Directions for this task
Rewrite the data below as a numbered list, leaving out any blank lines.

----- Data to process -----

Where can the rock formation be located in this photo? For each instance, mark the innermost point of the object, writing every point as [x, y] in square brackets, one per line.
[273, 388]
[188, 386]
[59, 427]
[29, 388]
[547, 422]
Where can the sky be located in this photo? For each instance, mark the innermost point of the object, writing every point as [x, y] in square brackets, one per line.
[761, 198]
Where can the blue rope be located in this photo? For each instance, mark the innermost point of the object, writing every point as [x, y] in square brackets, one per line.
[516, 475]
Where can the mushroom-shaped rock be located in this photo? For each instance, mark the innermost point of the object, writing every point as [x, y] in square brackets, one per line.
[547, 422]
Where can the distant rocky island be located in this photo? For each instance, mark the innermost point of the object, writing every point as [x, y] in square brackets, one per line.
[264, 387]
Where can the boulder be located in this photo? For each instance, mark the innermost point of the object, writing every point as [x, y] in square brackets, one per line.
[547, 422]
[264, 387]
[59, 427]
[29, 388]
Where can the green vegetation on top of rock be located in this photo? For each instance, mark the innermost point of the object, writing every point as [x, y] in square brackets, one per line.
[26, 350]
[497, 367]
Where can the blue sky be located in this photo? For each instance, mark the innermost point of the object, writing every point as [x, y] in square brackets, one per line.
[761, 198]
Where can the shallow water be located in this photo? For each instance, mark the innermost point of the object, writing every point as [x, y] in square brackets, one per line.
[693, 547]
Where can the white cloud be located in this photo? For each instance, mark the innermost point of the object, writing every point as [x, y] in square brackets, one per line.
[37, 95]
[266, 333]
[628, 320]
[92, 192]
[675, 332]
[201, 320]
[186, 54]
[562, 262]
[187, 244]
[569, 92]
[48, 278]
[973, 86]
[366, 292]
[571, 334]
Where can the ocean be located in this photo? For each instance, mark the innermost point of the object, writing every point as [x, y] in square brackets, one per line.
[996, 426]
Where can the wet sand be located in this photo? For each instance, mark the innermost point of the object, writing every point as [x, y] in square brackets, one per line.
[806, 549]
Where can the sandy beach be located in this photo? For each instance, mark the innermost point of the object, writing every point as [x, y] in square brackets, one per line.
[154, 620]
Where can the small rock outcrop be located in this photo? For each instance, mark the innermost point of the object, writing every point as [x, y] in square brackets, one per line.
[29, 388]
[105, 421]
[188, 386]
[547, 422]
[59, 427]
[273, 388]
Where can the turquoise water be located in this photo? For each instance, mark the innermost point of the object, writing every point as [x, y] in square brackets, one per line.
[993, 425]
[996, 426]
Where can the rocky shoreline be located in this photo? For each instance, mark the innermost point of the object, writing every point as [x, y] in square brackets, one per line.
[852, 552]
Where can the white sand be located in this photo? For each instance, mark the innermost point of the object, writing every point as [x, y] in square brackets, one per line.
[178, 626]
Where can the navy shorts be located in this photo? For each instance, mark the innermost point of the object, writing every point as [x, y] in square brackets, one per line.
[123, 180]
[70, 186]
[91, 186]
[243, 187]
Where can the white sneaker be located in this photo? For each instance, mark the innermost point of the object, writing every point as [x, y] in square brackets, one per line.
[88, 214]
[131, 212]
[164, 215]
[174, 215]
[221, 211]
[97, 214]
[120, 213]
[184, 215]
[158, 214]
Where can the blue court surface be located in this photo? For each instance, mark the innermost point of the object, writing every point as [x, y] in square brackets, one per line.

-----

Finished task
1. Where can the rock formation be located in this photo? For each instance, mark the innermost point of the object, writing every point as [x, y] in square brackets, one per line.
2. [273, 388]
3. [188, 386]
4. [59, 427]
5. [29, 388]
6. [547, 422]
7. Where can the sky be located in this photo? For each instance, mark the innermost point of the object, writing every point as [x, y] in square brackets, one per line.
8. [761, 198]
9. Where can the blue rope be located in this photo? For each instance, mark the innermost point of the object, writing every point as [x, y] in square brackets, one per line.
10. [516, 475]
11. Where can the mushroom-shaped rock be located in this photo? For each instance, mark the innermost point of the object, writing every point as [x, y] in square brackets, one per line.
12. [547, 422]
13. Where can the distant rocky island be located in this photo? For each instance, mark the innermost point of the object, writing every point as [x, y] in square brackets, one per line.
14. [264, 387]
15. Where can the boulder be located in this photo? For each instance, mark the innermost point of the object, writing every point as [x, y] in square brackets, one per line.
16. [547, 422]
17. [264, 387]
18. [59, 427]
19. [29, 388]
20. Where can the green vegetation on top of rock be located in this photo? For each instance, mark the innermost point of the object, writing every point as [x, y] in square brackets, one per line.
21. [26, 350]
22. [497, 367]
23. Where can the blue sky be located in this photo? For each instance, mark the innermost point of the object, writing every point as [x, y] in square brackets, one per line.
24. [761, 198]
25. Where can the shallow water be located in this photo? For each instance, mark the innermost point of the object, writing every point as [x, y] in square brackets, one per line.
26. [693, 547]
27. Where can the white cloud be located in this photo? For each instance, mark the innermost point of the object, writing every point as [x, y] in square brackets, one per line.
28. [37, 95]
29. [266, 333]
30. [628, 320]
31. [92, 192]
32. [675, 332]
33. [201, 320]
34. [186, 54]
35. [562, 262]
36. [187, 244]
37. [569, 92]
38. [48, 278]
39. [973, 86]
40. [366, 292]
41. [571, 334]
42. Where can the ocean be located in this photo? For each instance, mark the innermost point of the object, writing every point as [x, y] in square brackets, one per line.
43. [996, 426]
44. Where can the wet sand be located in this photo? For each instance, mark the innermost point of the object, writing every point as [x, y] in square brackets, one per line.
45. [806, 549]
46. Where can the sandy beach be located in this photo? For each instance, mark the innermost point of the object, writing every point as [x, y] in square brackets, one per line.
47. [154, 620]
48. Where can the small rock outcrop be located in this photo? For each instance, mark the innermost point of the object, writing every point as [x, y] in square brackets, one per line.
49. [29, 388]
50. [105, 421]
51. [188, 386]
52. [547, 422]
53. [59, 427]
54. [273, 388]
55. Where can the turquoise water be located in this photo? For each instance, mark the innermost point of the object, writing every point as [x, y] in square brackets, one per line.
56. [993, 425]
57. [996, 426]
58. Where can the rocky shoreline be located in this photo? For each instance, mark the innermost point of the object, writing every point as [x, y] in square brackets, one per line.
59. [852, 552]
60. Where can the white sand be located in this photo? For each instance, mark the innermost point of the object, writing every point as [x, y] in square brackets, one per line.
61. [178, 626]
62. Where can the navy shorts be located in this photo? For each instance, mark the innermost point of the object, writing every point as [x, y] in square brackets, one per line.
63. [123, 180]
64. [70, 186]
65. [91, 186]
66. [243, 187]
67. Where can the white sneaker be located in this photo? For each instance, mark the innermost point of the object, writing every point as [x, y] in square brackets, one per line.
68. [88, 214]
69. [131, 212]
70. [164, 215]
71. [174, 215]
72. [221, 211]
73. [97, 214]
74. [120, 213]
75. [184, 215]
76. [158, 214]
77. Where can the blue court surface be located in this photo? For each instance, mark the innermost point of the object, writing every point as [x, y] in square brackets, one per line.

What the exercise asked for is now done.